§ The problem: Ignoring the pictures, repeat every entry below exactly as it appears.

§ Records supplied:

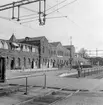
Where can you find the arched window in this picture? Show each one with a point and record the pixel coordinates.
(19, 62)
(13, 63)
(29, 61)
(1, 44)
(5, 45)
(7, 60)
(24, 62)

§ Completed exercise:
Where can you find the arched window in this picture? Show each one with a point and record the pixel coordinates.
(19, 62)
(13, 63)
(29, 61)
(1, 44)
(5, 45)
(7, 60)
(24, 62)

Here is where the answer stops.